■ READING PASSAGE
Louis Verstraete (born 4 May 1999) is a Belgian professional footballer who plays as a midfielder for Beveren.

Club career

Gent
In 2016, Verstraete signed a contract until 2018 with K.A.A. Gent's first team. On 22 December 2016, he made his senior team debut in the Belgian First Division A against Anderlecht, replacing Jérémy Perbet in the 83rd minute. On 16 March 2017, he scored his first senior goal for Gent in the UEFA Europa League round of 16 return game at Genk, making him the youngest goal scorer of that season's competition.

Loan to Waasland-Beveren 
In December 2018, Verstraete moved to Belgium side Waasland-Beveren, on a loan deal until the end of the season.

Royal Antwerp 
In January 2020, Verstraete signed a contract for 3.5 years with Jupiler Pro League club Royal Antwerp, and was loaned to KV Oostende for the first six months.

Loan to Waasland-Beveren (second stint)

■ SET TASK A
List every section heading in the footballer biography, in the order it appears.

■ Records excerpted from a collection
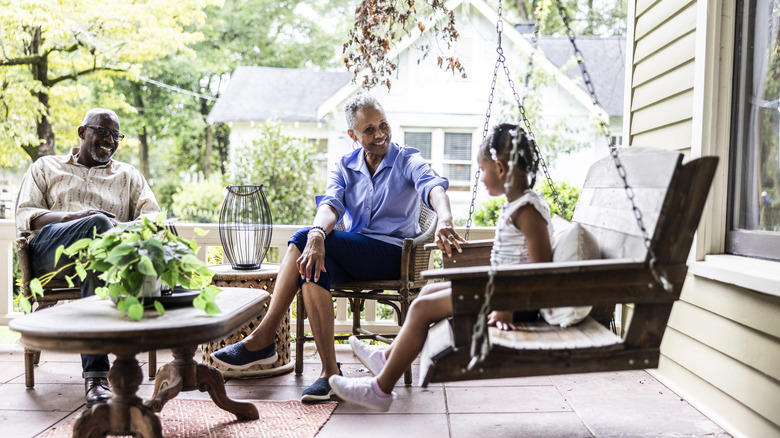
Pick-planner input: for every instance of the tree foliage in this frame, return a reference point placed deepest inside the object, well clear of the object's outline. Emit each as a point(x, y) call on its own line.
point(281, 164)
point(380, 24)
point(48, 46)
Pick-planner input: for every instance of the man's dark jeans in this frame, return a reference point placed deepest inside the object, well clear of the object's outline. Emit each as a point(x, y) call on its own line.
point(42, 250)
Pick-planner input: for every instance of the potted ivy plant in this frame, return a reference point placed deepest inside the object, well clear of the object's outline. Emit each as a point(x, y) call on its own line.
point(130, 258)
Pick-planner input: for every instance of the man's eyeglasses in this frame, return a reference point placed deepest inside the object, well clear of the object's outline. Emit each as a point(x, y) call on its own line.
point(105, 132)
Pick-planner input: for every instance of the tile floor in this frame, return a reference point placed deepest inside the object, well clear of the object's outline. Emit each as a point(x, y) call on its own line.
point(624, 404)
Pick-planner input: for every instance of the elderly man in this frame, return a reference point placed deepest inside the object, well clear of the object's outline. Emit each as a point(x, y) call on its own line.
point(66, 198)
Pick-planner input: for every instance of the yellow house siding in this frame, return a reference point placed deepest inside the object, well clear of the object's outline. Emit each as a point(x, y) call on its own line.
point(744, 344)
point(663, 34)
point(678, 135)
point(675, 82)
point(721, 350)
point(667, 112)
point(729, 413)
point(747, 385)
point(677, 53)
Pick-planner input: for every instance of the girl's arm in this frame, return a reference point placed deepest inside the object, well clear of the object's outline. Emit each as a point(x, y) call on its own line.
point(528, 220)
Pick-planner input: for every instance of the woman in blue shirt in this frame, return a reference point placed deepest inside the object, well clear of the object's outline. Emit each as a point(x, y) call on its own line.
point(376, 191)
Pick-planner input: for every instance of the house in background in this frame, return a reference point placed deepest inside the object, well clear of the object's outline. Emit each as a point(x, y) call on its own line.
point(435, 111)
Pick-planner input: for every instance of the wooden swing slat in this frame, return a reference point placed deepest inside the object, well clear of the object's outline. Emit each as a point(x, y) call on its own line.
point(669, 194)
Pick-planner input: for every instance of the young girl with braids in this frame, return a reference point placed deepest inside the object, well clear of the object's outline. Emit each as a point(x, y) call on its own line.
point(523, 235)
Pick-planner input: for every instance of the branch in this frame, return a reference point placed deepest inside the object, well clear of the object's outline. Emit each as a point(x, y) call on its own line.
point(75, 76)
point(21, 61)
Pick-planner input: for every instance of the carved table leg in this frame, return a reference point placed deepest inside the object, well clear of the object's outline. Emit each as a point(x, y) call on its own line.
point(184, 374)
point(125, 413)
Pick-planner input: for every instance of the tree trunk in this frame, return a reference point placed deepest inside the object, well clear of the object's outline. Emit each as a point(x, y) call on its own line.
point(591, 19)
point(204, 110)
point(143, 137)
point(40, 72)
point(207, 153)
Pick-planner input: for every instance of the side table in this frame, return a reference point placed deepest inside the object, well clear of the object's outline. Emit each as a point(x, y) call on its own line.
point(264, 279)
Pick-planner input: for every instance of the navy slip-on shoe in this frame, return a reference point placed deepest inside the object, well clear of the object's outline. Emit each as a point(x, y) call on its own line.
point(319, 390)
point(238, 357)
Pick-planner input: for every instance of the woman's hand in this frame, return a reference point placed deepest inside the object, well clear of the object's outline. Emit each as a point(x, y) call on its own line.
point(501, 319)
point(312, 258)
point(446, 237)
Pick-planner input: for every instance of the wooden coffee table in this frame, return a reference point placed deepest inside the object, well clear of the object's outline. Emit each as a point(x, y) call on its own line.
point(94, 326)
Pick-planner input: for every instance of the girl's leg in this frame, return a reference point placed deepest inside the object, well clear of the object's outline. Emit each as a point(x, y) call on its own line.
point(284, 292)
point(427, 289)
point(426, 309)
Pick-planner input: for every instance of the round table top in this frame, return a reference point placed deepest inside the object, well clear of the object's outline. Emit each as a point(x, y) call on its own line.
point(92, 325)
point(267, 271)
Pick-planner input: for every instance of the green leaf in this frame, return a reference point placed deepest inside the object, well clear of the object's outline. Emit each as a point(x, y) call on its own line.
point(80, 271)
point(146, 267)
point(58, 254)
point(24, 303)
point(102, 292)
point(35, 287)
point(191, 263)
point(135, 312)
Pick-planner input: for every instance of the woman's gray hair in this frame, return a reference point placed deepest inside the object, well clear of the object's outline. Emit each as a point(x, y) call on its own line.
point(356, 103)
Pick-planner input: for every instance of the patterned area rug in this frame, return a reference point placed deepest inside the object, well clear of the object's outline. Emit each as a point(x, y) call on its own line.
point(202, 418)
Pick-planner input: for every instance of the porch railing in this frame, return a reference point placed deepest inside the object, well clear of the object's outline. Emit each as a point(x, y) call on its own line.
point(281, 234)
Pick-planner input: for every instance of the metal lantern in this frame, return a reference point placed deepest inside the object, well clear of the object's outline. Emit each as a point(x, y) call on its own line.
point(245, 226)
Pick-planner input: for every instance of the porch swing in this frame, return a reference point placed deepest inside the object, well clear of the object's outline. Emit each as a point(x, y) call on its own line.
point(648, 271)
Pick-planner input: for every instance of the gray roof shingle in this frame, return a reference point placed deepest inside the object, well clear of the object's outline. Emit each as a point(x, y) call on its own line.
point(261, 93)
point(605, 60)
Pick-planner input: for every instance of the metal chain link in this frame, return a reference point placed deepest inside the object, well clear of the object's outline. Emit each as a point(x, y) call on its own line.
point(659, 277)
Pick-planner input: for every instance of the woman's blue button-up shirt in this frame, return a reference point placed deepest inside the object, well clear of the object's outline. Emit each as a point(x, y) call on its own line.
point(386, 206)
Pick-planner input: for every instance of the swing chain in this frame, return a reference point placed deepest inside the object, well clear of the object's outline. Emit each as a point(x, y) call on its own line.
point(660, 278)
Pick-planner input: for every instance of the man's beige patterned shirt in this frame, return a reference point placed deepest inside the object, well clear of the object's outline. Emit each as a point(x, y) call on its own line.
point(60, 184)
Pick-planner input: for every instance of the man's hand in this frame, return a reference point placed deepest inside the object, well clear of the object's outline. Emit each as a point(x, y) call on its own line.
point(501, 319)
point(52, 217)
point(85, 213)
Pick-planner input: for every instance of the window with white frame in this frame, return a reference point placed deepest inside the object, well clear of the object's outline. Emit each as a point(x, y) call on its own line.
point(754, 180)
point(450, 152)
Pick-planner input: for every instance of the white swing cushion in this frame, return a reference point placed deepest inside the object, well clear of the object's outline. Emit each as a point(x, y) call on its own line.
point(571, 242)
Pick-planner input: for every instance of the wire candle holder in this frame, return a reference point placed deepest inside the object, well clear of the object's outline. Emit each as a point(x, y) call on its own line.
point(245, 226)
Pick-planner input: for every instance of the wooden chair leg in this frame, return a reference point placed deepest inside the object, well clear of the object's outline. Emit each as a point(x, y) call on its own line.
point(152, 364)
point(29, 367)
point(299, 335)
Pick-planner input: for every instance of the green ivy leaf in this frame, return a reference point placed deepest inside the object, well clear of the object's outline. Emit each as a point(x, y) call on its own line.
point(80, 271)
point(102, 292)
point(35, 287)
point(191, 263)
point(146, 267)
point(135, 312)
point(58, 254)
point(24, 303)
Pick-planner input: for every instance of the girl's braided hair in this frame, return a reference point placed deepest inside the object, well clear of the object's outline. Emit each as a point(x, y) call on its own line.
point(499, 146)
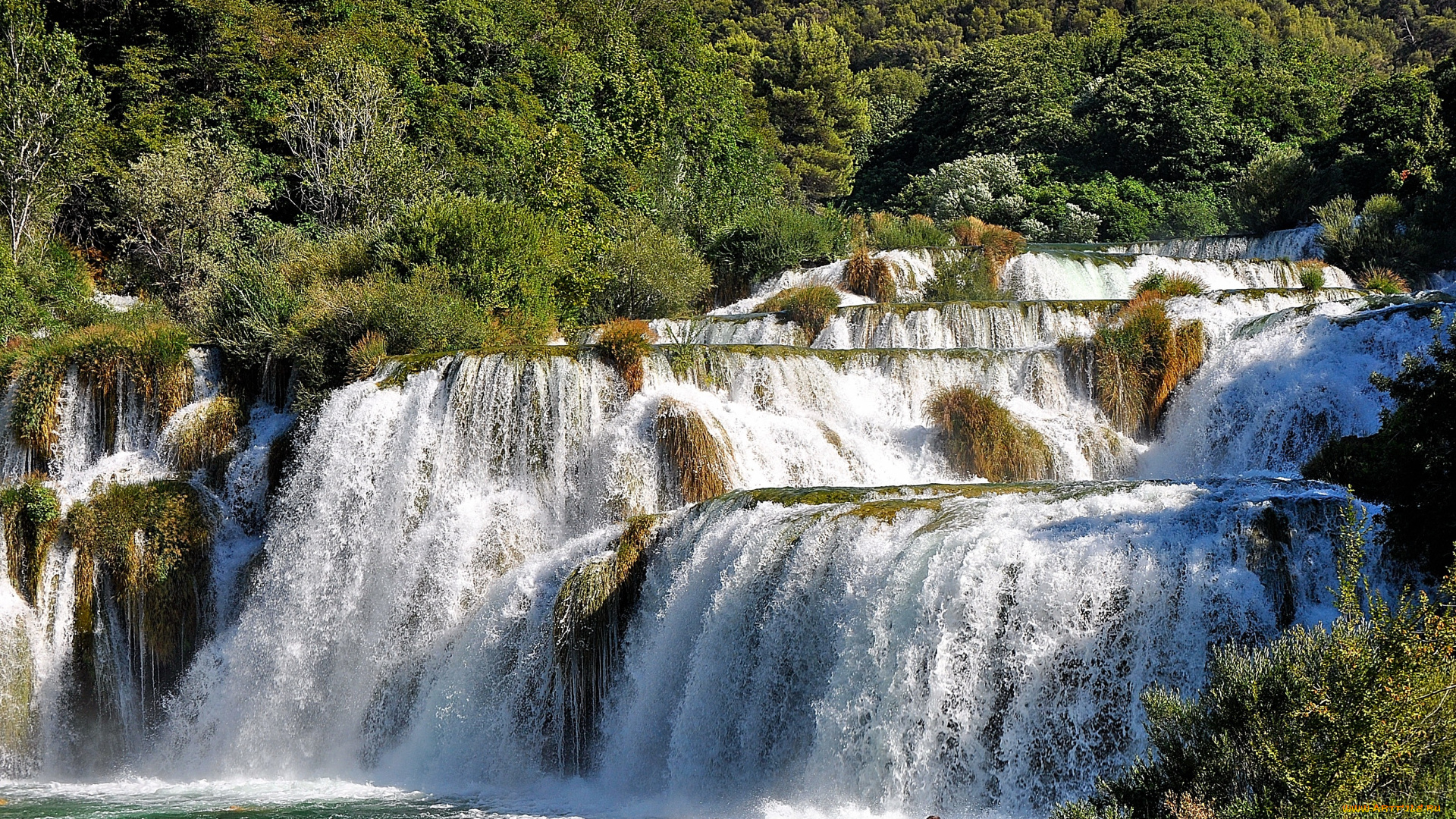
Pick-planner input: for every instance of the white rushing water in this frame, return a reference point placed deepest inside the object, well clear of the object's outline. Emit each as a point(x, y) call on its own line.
point(912, 642)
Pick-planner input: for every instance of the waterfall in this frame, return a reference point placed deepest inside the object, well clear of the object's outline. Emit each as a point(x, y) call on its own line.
point(1294, 243)
point(852, 623)
point(1276, 392)
point(1095, 275)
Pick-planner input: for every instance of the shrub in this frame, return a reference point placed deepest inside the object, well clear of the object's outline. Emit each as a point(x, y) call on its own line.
point(981, 186)
point(1169, 284)
point(498, 256)
point(1383, 280)
point(695, 453)
point(1310, 275)
point(808, 306)
point(147, 350)
point(1410, 463)
point(625, 343)
point(150, 544)
point(204, 436)
point(1274, 190)
point(651, 276)
point(967, 278)
point(770, 241)
point(996, 242)
point(889, 232)
point(1378, 237)
point(1139, 359)
point(870, 278)
point(30, 513)
point(419, 315)
point(982, 438)
point(1321, 719)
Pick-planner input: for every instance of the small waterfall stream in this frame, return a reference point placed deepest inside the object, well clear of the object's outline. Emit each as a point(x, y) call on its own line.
point(854, 623)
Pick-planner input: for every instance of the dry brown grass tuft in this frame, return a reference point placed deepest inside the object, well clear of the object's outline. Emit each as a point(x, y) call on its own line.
point(1382, 280)
point(807, 306)
point(367, 354)
point(998, 243)
point(625, 343)
point(870, 278)
point(1139, 359)
point(691, 447)
point(982, 438)
point(207, 435)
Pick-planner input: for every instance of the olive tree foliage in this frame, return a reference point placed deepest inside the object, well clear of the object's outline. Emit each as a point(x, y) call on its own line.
point(984, 186)
point(181, 210)
point(347, 129)
point(47, 107)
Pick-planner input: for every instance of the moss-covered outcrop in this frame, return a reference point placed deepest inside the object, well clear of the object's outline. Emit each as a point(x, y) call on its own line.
point(147, 548)
point(140, 352)
point(592, 611)
point(31, 515)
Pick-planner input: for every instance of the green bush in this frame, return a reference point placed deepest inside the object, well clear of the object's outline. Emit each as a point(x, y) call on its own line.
point(497, 256)
point(47, 287)
point(1375, 237)
point(1359, 713)
point(650, 276)
point(1169, 284)
point(1276, 190)
point(889, 232)
point(967, 278)
point(770, 241)
point(1410, 464)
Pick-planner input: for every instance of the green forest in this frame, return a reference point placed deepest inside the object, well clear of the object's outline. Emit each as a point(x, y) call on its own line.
point(316, 186)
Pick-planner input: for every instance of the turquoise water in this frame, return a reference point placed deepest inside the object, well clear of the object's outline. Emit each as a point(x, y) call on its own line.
point(146, 799)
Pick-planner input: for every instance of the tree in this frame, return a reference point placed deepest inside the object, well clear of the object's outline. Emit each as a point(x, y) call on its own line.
point(816, 108)
point(347, 129)
point(181, 209)
point(49, 105)
point(1156, 118)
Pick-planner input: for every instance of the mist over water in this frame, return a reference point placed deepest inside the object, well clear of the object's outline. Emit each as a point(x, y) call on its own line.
point(906, 645)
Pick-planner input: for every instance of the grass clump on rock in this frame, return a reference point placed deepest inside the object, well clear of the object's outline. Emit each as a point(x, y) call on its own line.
point(1382, 280)
point(1139, 359)
point(807, 306)
point(31, 515)
point(202, 438)
point(982, 438)
point(145, 352)
point(147, 544)
point(1169, 284)
point(889, 232)
point(1310, 275)
point(870, 278)
point(625, 343)
point(998, 243)
point(692, 449)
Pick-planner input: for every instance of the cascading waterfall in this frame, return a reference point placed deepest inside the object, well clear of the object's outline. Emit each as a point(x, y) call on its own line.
point(900, 642)
point(1095, 275)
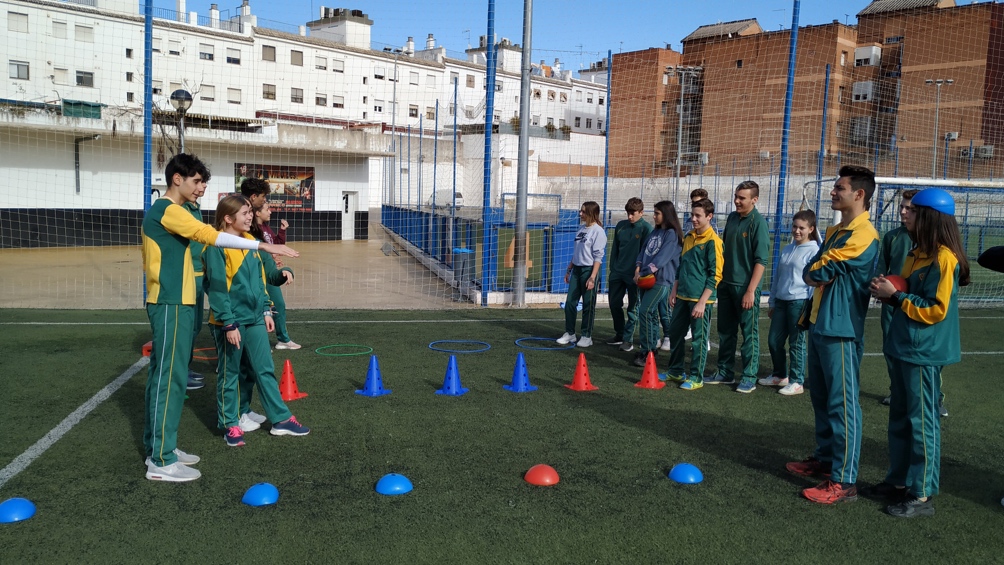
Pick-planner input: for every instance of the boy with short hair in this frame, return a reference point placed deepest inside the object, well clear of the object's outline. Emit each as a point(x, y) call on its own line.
point(167, 231)
point(694, 295)
point(629, 235)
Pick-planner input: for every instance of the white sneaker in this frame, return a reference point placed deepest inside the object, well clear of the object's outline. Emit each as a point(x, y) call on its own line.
point(256, 417)
point(773, 381)
point(791, 389)
point(174, 473)
point(248, 425)
point(183, 458)
point(566, 338)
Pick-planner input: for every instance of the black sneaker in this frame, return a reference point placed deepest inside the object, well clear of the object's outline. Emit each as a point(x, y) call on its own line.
point(885, 491)
point(912, 508)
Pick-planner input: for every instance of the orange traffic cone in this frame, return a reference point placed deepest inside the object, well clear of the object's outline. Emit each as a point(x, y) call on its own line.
point(581, 381)
point(287, 386)
point(650, 376)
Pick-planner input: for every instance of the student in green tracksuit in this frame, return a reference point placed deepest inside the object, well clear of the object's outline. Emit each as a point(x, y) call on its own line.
point(629, 235)
point(896, 245)
point(839, 272)
point(693, 296)
point(195, 249)
point(171, 295)
point(923, 338)
point(240, 319)
point(747, 250)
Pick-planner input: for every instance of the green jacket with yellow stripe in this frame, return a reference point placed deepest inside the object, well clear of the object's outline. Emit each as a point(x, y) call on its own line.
point(236, 280)
point(700, 266)
point(168, 229)
point(843, 263)
point(925, 327)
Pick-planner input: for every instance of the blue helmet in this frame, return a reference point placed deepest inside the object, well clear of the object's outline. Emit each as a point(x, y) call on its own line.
point(938, 199)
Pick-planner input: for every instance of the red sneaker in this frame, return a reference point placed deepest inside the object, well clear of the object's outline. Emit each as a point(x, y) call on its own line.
point(810, 467)
point(829, 492)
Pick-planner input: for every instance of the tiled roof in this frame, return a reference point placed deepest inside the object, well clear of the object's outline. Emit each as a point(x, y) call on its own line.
point(722, 29)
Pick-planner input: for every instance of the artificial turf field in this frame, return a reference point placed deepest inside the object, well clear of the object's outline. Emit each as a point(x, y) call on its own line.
point(466, 456)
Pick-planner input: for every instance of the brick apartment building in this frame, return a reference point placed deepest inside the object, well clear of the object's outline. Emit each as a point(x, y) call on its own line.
point(880, 109)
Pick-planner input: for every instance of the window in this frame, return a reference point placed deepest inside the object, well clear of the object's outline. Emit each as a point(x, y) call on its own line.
point(84, 78)
point(83, 33)
point(17, 22)
point(19, 70)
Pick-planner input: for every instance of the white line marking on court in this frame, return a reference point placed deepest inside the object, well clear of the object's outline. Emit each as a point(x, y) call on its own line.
point(34, 452)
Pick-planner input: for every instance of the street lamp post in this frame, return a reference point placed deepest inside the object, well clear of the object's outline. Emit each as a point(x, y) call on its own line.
point(683, 71)
point(937, 83)
point(182, 100)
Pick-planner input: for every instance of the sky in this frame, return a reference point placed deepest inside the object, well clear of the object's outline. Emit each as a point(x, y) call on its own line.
point(577, 32)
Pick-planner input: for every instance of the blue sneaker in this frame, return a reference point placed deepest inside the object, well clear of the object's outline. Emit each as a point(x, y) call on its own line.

■ SET TASK B
Please copy out the lines of the records from the line with "Pick-planner input: for every instance of the woman's gray" through the line with "point(660, 278)", keeping every line unchanged.

■ FULL SOLUTION A
Club career
Gent
Loan to Waasland-Beveren
Royal Antwerp
Loan to Waasland-Beveren (second stint)

■ FULL SOLUTION B
Pick-planner input: for every instance of the woman's gray hair in this frame, return a reference point placed deepest inside the object, well clear of the object's outline. Emit each as a point(x, y) call on its own line.
point(356, 103)
Pick-planner input: for every instance of the patterned area rug in this frame, return a reference point placed deepest inside the object, well clear of the object's outline. Emit each as a point(x, y) call on its own line.
point(202, 418)
Pick-planner input: for every instance of the porch railing in this frame, return a reference point placed deepest inside the object, well clear of the object's outline. Emit each as a point(x, y) call on its own line.
point(281, 234)
Pick-planner input: for every instance of the metal lantern in this frame, return a reference point placed deepest inside the object, well clear of the object's outline. Emit each as a point(x, y) call on its own line.
point(245, 226)
Pick-planner input: for every instance of the porch swing in this frame, return a reference point placed deepest inside the object, well clear of the object's outline. Emit each as a point(x, y) call on its own line.
point(648, 271)
Pick-planner input: for every instance of the gray roof shingle in this frame, return a reference point placed deepest inside the object, well clear of the object's outline. Emit each as a point(x, y) call on its own line.
point(261, 93)
point(605, 60)
Pick-planner input: for every instance of the metal chain link in this frame, return a reference point placed deepest inside the object, well clear of the object's outline. Emit each as a point(x, y) call on its own line.
point(659, 277)
Pick-planner input: for every instance of the woman's blue button-up shirt in this frame, return a reference point placed deepest inside the object, well clear of the object's outline. Emit each as a point(x, y) call on its own line.
point(386, 206)
Pick-planner input: for every instance of the swing chain in this frame, return a reference point placed deepest inside the object, well clear of the object's outline. Emit each as a point(x, y) call on its own line.
point(660, 278)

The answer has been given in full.